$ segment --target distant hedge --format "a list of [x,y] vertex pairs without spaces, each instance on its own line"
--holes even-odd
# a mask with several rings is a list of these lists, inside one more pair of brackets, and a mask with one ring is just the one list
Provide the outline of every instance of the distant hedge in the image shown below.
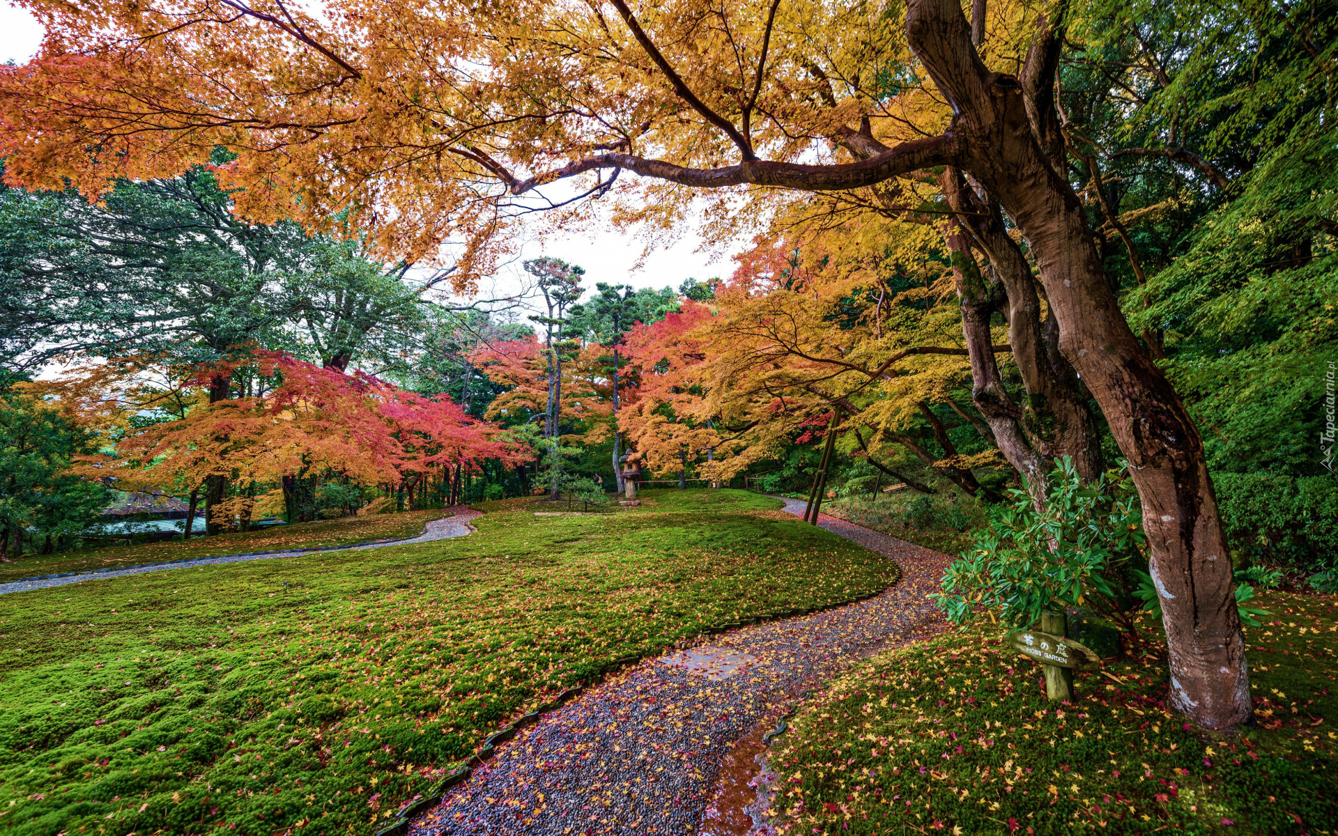
[[1231,547],[1310,570],[1338,564],[1338,479],[1214,474]]

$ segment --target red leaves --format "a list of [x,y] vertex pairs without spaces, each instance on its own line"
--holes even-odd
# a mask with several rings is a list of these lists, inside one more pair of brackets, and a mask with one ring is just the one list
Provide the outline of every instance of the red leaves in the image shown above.
[[[191,384],[207,385],[241,365],[202,367]],[[496,439],[496,427],[470,417],[444,393],[427,397],[281,352],[256,350],[245,365],[270,388],[202,403],[185,419],[127,436],[118,445],[128,465],[122,469],[165,487],[177,480],[195,487],[213,474],[277,482],[322,467],[375,483],[486,457],[523,460],[515,445]]]

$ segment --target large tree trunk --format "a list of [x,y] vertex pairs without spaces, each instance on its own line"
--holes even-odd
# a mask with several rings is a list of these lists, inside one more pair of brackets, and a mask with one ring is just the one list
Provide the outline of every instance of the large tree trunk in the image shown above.
[[[1016,428],[999,433],[995,421],[990,427],[995,432],[999,449],[1020,474],[1034,483],[1033,498],[1046,494],[1046,480],[1054,459],[1069,456],[1084,479],[1094,479],[1104,469],[1101,439],[1097,420],[1088,408],[1086,397],[1077,373],[1058,348],[1058,330],[1054,316],[1041,320],[1041,300],[1037,293],[1032,266],[1018,249],[999,217],[998,206],[981,199],[961,174],[949,167],[941,178],[943,195],[949,206],[959,213],[959,229],[966,235],[955,242],[953,249],[954,268],[958,266],[957,253],[962,253],[963,269],[974,265],[970,243],[974,243],[989,259],[990,277],[986,282],[978,266],[974,281],[967,282],[962,298],[962,326],[967,328],[967,317],[985,317],[993,313],[997,302],[993,286],[1002,285],[1006,301],[1009,325],[1009,345],[1013,361],[1017,364],[1026,399],[1017,404],[1004,388],[998,364],[993,352],[987,352],[989,330],[983,334],[966,337],[971,356],[974,377],[973,400],[982,415],[994,416],[997,423],[1013,421]],[[969,241],[967,241],[969,235]],[[978,277],[978,278],[977,278]],[[962,290],[962,278],[958,281]],[[966,308],[973,312],[969,314]],[[986,318],[985,322],[989,320]],[[978,324],[974,324],[979,329]],[[1021,437],[1018,437],[1021,432]]]
[[[286,479],[286,476],[285,476]],[[190,492],[190,507],[186,508],[186,532],[182,539],[189,540],[195,527],[195,511],[199,508],[199,488]],[[289,520],[292,522],[292,520]],[[207,523],[206,523],[207,524]]]
[[[227,400],[231,397],[233,376],[229,375],[215,375],[209,383],[209,403],[217,404],[218,401]],[[226,439],[218,439],[226,441]],[[213,474],[205,478],[205,534],[214,535],[223,530],[223,526],[214,516],[214,511],[219,504],[227,498],[227,476],[223,474]]]
[[[622,433],[618,432],[618,346],[613,348],[613,478],[622,494]],[[680,480],[681,482],[681,480]]]
[[[1203,441],[1161,369],[1139,346],[1107,282],[1082,206],[1056,170],[1056,27],[1044,23],[1024,80],[989,72],[955,0],[911,0],[915,54],[957,114],[966,167],[1022,230],[1058,322],[1058,345],[1101,411],[1143,500],[1171,655],[1171,702],[1208,728],[1250,720],[1244,641]],[[1024,95],[1026,94],[1026,95]]]

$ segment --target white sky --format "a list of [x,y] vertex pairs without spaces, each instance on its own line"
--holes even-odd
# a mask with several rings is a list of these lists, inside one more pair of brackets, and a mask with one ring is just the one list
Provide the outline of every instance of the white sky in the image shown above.
[[[41,40],[41,27],[24,9],[15,8],[0,0],[0,63],[12,60],[16,64],[28,62],[37,51]],[[586,286],[595,282],[628,284],[636,288],[677,288],[682,280],[693,277],[706,280],[713,276],[728,277],[733,272],[732,253],[697,253],[701,238],[686,231],[682,239],[670,247],[652,250],[634,269],[644,249],[642,242],[630,233],[614,231],[611,227],[601,234],[573,234],[561,242],[550,241],[541,249],[527,243],[522,258],[553,255],[586,269]],[[504,268],[495,280],[495,292],[510,294],[519,288],[520,266],[518,259]],[[487,296],[488,288],[480,289]]]

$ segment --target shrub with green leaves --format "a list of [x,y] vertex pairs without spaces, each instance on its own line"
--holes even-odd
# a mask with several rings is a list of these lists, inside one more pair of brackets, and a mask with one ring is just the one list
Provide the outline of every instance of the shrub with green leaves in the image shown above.
[[1282,586],[1283,578],[1280,568],[1268,568],[1267,566],[1251,566],[1235,572],[1234,577],[1236,583],[1252,583],[1266,590],[1275,590]]
[[1251,559],[1319,571],[1338,555],[1338,482],[1331,476],[1214,474],[1232,547]]
[[[1143,563],[1143,515],[1127,478],[1105,474],[1084,484],[1073,461],[1056,463],[1046,507],[1026,491],[990,511],[989,527],[943,575],[931,595],[957,623],[978,607],[1005,623],[1030,626],[1044,610],[1085,606],[1119,617],[1133,583],[1127,570]],[[1120,623],[1125,619],[1116,618]]]

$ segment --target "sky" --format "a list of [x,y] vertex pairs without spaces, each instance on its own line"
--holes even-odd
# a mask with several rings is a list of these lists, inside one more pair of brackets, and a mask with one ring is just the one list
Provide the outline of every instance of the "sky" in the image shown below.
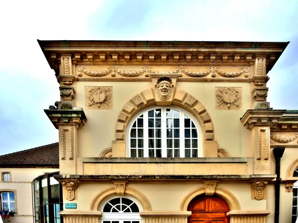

# # # # #

== What needs to be done ==
Reproduce all of the data above line for line and without alteration, leaving out the pictures.

== Response to this task ==
$ segment --target distant hedge --format "a list of [x,y] vertex pairs without spaces, each instance on its own line"
--holes even-odd
# a mask with several rings is a list of these lists, inside one more pair of brackets, and a mask with one ring is just the one list
Provide the outline of every instance of the distant hedge in the image shown below.
[[1231,547],[1310,570],[1338,564],[1338,479],[1214,474]]

$ segment --target red leaves --format "a list of [x,y] vertex pairs without spaces, each instance on its own line"
--holes even-odd
# a mask with several rings is a list of these lists, inside one more pair of brackets, and a mask with one ring is just the one list
Provide the outline of every instance of the red leaves in the image shown above.
[[[191,384],[207,385],[241,365],[202,367]],[[496,439],[496,427],[470,417],[444,393],[427,397],[281,352],[256,350],[245,365],[270,388],[202,403],[185,419],[127,436],[118,445],[128,465],[122,469],[165,487],[177,480],[195,487],[213,474],[277,482],[322,467],[375,483],[486,457],[523,460],[515,445]]]

$ segment --target large tree trunk --format "a list of [x,y] vertex pairs without spaces, each instance on its own line"
--holes even-odd
# a mask with several rings is a list of these lists, inside one more pair of brackets, and a mask with one ring is just the one list
Provide the outline of every instance of the large tree trunk in the image shown above.
[[[1016,428],[999,433],[995,421],[990,427],[995,432],[999,449],[1020,474],[1034,483],[1033,498],[1046,494],[1046,480],[1054,459],[1069,456],[1084,479],[1094,479],[1104,469],[1101,439],[1097,420],[1088,408],[1086,397],[1077,373],[1058,348],[1058,330],[1054,316],[1041,320],[1041,300],[1037,293],[1032,266],[1018,249],[999,217],[998,206],[981,199],[961,174],[949,167],[941,178],[943,195],[949,206],[959,213],[959,229],[966,235],[955,242],[953,249],[954,268],[958,266],[957,253],[962,253],[963,269],[974,265],[970,243],[974,243],[989,259],[990,277],[986,282],[978,266],[974,281],[967,282],[962,298],[962,326],[967,328],[967,317],[985,317],[993,313],[997,302],[993,286],[1002,285],[1006,301],[1009,325],[1009,345],[1013,361],[1017,364],[1026,399],[1017,404],[1004,388],[998,364],[993,352],[987,352],[989,330],[983,334],[966,337],[971,356],[974,377],[973,400],[982,415],[994,416],[997,423],[1013,421]],[[969,241],[967,241],[969,235]],[[978,277],[978,278],[977,278]],[[962,290],[962,278],[958,281]],[[966,308],[973,312],[969,314]],[[986,318],[985,322],[989,320]],[[978,324],[974,324],[979,329]],[[1021,437],[1018,437],[1021,432]]]
[[[286,479],[286,476],[285,476]],[[190,492],[190,507],[186,508],[186,532],[182,539],[189,540],[195,527],[195,511],[199,508],[199,488]],[[289,520],[292,522],[292,520]],[[207,523],[206,523],[207,524]]]
[[[227,400],[231,397],[233,376],[229,375],[215,375],[209,383],[209,403],[217,404],[218,401]],[[226,439],[218,439],[226,441]],[[213,474],[205,478],[205,534],[214,535],[223,530],[223,526],[214,516],[214,511],[219,504],[227,498],[227,476],[223,474]]]
[[[622,433],[618,432],[618,346],[613,348],[613,478],[622,494]],[[680,480],[681,482],[681,480]]]
[[[1203,441],[1161,369],[1139,346],[1107,282],[1082,206],[1056,170],[1056,27],[1044,23],[1024,80],[989,72],[955,0],[911,0],[915,54],[957,114],[966,167],[1022,230],[1058,322],[1058,345],[1101,411],[1143,500],[1171,655],[1171,702],[1208,728],[1250,720],[1244,641]],[[1024,95],[1026,94],[1026,95]]]

$ segment --target white sky --format "a list of [x,y] vertex pairs without spaces, each instance on its own line"
--holes even-odd
# a mask with several rings is a list of these lists, inside one more pair of brackets, and a mask with one ring is just the one list
Provide the outline of every instance of the white sky in the image shown above.
[[[41,40],[41,27],[24,9],[15,8],[0,0],[0,63],[12,60],[16,64],[28,62],[37,51]],[[586,286],[595,282],[628,284],[636,288],[677,288],[682,280],[693,277],[706,280],[713,276],[728,277],[733,272],[732,253],[697,253],[701,238],[686,231],[682,239],[670,247],[652,250],[634,269],[644,249],[642,242],[630,233],[614,231],[611,227],[601,234],[573,234],[561,242],[550,241],[541,249],[527,243],[522,258],[553,255],[586,269]],[[504,268],[495,280],[495,292],[510,294],[519,288],[520,266],[518,259]],[[487,296],[488,288],[480,289]]]

$ segment --target shrub with green leaves --format "a list of [x,y] vertex pairs without spaces, each instance on its own line"
--holes even-odd
# a mask with several rings is a list of these lists, inside one more pair of brackets, and a mask with one ring is just the one list
Provide the outline of every instance of the shrub with green leaves in the image shown above.
[[1282,586],[1283,578],[1280,568],[1268,568],[1267,566],[1251,566],[1235,572],[1234,577],[1236,583],[1252,583],[1266,590],[1275,590]]
[[1251,559],[1319,571],[1338,555],[1338,482],[1331,476],[1214,474],[1232,547]]
[[[1143,563],[1143,515],[1127,478],[1105,474],[1084,484],[1073,461],[1056,463],[1046,507],[1026,491],[990,511],[989,527],[943,575],[931,595],[957,623],[978,607],[1005,623],[1030,626],[1044,610],[1085,606],[1119,617],[1133,583],[1127,570]],[[1120,623],[1125,619],[1116,618]]]

$ segment --target "sky" --format "a list of [x,y] vertex pairs without spaces, each instance on its own line"
--holes even-odd
# a mask with several rings is a list of these lists, inside one more pair of brackets, and a mask with one ring is just the one list
Provide the outline of every instance of the "sky" in the image shown below.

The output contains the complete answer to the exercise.